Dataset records
--- Start ---
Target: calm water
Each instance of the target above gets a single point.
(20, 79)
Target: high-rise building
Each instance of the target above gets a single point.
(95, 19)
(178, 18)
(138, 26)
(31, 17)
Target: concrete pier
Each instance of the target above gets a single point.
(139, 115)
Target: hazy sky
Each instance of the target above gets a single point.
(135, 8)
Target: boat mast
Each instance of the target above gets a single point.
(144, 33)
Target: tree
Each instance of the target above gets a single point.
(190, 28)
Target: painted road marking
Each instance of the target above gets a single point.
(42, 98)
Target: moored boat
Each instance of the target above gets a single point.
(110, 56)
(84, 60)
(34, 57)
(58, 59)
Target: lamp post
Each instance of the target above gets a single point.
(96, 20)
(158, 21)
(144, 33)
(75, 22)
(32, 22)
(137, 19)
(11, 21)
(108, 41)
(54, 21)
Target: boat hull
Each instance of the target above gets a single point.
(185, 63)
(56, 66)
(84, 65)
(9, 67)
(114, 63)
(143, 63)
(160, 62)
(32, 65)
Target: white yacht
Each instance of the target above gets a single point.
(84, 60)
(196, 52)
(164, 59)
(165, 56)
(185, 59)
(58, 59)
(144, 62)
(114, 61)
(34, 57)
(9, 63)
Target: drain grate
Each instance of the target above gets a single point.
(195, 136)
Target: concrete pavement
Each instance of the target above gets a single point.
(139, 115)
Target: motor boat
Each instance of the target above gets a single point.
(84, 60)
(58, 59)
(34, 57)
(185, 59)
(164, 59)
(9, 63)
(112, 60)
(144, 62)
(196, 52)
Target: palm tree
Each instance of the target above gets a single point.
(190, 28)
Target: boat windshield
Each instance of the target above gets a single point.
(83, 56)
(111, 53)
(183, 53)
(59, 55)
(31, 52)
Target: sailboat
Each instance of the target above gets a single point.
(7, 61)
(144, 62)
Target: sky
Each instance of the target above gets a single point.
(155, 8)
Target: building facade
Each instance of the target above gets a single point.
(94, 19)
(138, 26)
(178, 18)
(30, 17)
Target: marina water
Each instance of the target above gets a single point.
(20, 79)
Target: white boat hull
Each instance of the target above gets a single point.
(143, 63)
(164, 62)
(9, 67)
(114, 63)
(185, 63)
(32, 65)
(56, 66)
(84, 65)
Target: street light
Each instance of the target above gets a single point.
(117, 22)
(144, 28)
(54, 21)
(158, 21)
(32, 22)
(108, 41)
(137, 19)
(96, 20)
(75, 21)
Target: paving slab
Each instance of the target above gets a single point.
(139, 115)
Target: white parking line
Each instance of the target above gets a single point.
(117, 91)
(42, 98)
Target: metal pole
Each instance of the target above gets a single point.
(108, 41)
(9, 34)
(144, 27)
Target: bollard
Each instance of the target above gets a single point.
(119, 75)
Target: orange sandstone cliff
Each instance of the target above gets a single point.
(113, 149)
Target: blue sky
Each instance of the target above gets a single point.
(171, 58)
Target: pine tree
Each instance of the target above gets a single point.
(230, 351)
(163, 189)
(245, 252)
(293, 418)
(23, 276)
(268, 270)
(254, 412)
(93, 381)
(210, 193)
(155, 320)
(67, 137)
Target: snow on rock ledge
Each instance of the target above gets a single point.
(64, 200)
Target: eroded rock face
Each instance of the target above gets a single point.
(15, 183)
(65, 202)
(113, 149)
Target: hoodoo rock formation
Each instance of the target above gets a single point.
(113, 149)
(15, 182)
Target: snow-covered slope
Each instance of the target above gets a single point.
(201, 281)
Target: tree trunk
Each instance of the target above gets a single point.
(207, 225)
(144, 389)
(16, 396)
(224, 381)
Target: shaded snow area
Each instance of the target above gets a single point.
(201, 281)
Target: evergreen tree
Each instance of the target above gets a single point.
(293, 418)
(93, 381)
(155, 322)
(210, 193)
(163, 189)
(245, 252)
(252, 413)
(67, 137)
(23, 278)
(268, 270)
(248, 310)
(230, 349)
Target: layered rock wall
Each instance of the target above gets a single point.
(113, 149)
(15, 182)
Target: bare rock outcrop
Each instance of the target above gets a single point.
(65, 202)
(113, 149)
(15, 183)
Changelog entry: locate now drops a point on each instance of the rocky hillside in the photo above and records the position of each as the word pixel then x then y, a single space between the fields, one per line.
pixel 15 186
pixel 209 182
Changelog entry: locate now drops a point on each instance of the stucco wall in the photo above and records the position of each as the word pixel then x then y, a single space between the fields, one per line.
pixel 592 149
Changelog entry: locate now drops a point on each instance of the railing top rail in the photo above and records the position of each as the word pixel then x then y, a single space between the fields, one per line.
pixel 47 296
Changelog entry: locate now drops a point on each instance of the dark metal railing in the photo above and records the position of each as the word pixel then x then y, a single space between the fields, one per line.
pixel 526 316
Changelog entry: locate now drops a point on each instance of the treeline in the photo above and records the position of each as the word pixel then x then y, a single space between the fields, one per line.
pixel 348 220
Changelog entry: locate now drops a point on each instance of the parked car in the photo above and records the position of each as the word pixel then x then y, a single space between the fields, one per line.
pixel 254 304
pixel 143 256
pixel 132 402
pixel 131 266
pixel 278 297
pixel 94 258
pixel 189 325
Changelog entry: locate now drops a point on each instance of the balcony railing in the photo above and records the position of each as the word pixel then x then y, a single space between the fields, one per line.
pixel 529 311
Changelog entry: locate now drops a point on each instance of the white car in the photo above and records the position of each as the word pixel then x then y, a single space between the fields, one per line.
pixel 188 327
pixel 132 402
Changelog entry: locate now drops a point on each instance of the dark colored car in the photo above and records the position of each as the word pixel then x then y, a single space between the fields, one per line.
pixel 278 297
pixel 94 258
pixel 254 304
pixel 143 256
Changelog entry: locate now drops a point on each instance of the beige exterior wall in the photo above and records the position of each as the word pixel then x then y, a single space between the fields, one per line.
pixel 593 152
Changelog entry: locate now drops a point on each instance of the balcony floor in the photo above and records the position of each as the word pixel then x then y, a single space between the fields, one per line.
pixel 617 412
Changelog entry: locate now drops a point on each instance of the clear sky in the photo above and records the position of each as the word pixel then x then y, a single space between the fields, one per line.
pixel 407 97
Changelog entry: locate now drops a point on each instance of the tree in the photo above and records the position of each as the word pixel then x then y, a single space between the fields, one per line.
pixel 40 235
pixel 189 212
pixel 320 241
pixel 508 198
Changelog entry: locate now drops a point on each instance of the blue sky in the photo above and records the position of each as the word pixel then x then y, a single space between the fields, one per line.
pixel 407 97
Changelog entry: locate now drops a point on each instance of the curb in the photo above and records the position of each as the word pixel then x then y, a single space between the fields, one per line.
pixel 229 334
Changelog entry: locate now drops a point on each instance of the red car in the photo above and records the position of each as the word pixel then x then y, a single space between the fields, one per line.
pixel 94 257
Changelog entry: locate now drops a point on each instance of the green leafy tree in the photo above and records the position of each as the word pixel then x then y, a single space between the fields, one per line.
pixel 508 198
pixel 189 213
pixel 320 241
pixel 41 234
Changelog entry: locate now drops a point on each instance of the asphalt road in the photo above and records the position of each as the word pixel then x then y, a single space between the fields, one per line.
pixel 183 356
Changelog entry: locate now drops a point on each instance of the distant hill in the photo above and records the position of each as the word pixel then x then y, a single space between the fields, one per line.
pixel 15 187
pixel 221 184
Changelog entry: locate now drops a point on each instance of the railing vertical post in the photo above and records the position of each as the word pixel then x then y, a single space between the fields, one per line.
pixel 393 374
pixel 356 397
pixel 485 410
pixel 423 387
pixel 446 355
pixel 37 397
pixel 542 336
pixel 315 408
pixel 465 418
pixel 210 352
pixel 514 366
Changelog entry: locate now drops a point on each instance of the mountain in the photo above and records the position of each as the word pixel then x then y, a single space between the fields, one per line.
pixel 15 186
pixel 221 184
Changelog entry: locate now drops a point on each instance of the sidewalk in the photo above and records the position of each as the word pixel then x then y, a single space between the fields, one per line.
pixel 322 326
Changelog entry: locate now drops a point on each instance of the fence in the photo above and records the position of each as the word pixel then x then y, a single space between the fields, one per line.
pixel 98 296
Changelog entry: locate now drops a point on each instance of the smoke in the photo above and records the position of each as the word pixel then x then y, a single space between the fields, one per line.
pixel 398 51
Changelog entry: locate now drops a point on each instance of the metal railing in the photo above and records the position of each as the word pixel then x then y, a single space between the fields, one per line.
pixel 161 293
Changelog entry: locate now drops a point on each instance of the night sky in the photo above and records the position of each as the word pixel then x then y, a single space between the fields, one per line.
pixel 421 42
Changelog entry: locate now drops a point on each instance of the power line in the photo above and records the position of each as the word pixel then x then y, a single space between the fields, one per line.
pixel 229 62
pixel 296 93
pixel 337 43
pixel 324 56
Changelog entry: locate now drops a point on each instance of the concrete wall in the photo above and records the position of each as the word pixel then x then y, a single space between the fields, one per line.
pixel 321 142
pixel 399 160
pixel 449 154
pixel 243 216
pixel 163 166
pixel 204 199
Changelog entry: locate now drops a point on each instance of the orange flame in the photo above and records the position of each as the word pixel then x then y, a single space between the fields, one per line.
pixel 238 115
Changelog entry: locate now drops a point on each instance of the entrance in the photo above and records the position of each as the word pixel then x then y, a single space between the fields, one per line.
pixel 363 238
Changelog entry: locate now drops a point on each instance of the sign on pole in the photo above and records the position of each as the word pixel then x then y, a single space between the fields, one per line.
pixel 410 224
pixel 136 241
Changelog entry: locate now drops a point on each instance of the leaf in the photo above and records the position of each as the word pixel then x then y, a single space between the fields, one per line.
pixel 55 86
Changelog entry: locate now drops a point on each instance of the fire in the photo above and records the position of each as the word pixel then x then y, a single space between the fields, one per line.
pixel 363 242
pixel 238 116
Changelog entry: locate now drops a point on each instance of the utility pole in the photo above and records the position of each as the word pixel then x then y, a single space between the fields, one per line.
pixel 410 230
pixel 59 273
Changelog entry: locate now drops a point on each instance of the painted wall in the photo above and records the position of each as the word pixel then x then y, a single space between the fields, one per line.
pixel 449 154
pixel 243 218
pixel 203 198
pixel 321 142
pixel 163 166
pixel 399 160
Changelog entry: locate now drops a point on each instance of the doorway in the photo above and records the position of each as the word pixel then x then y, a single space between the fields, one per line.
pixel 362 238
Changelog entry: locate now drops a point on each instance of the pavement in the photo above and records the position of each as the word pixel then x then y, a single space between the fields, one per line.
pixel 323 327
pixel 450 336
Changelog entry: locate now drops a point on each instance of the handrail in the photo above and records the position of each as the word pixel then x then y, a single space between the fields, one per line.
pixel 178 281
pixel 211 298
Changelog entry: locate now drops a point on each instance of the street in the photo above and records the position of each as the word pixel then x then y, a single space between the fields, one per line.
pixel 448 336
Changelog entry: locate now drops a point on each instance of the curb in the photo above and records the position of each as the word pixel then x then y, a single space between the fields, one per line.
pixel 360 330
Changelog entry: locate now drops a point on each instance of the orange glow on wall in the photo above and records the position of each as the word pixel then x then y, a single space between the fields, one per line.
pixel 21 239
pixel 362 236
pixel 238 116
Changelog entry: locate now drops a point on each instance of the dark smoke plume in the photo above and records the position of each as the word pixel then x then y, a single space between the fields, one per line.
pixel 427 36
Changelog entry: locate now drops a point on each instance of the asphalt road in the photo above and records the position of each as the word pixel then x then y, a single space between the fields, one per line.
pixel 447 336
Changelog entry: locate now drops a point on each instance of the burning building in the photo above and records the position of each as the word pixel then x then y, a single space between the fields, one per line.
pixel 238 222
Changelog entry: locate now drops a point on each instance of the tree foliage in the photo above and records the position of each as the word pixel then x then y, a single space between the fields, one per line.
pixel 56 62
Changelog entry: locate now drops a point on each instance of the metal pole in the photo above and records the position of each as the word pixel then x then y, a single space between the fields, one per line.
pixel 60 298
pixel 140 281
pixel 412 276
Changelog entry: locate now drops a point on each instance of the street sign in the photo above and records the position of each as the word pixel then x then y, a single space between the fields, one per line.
--- End ---
* _THE EXERCISE_
Recast the lines from the one containing "of the burning" through the final line as a numbered list, both ends included. Skip any blank lines.

* _WORKED SOLUTION_
1. Changelog entry: locate now drops a point on each instance of the burning building in the photo above and records the position of each as the word pixel then x then y, a single space between the fields, one per line.
2. pixel 238 222
3. Changelog entry: locate now drops a point on each instance of the tree foliage in the photo above and records the position of each as the word pixel then x then y, a single space between the fields, one per line.
4. pixel 56 62
5. Changelog entry: locate now drops a point on each instance of the metal pole in the photo above and records the position of each as the word pixel then x then y, a single space between the fields, one per line.
6. pixel 60 298
7. pixel 140 281
8. pixel 412 276
9. Changelog entry: locate now drops a point on each instance of the street sign in the photo above and records the position of each as the word pixel then x then y, a single space between the fields, one per line.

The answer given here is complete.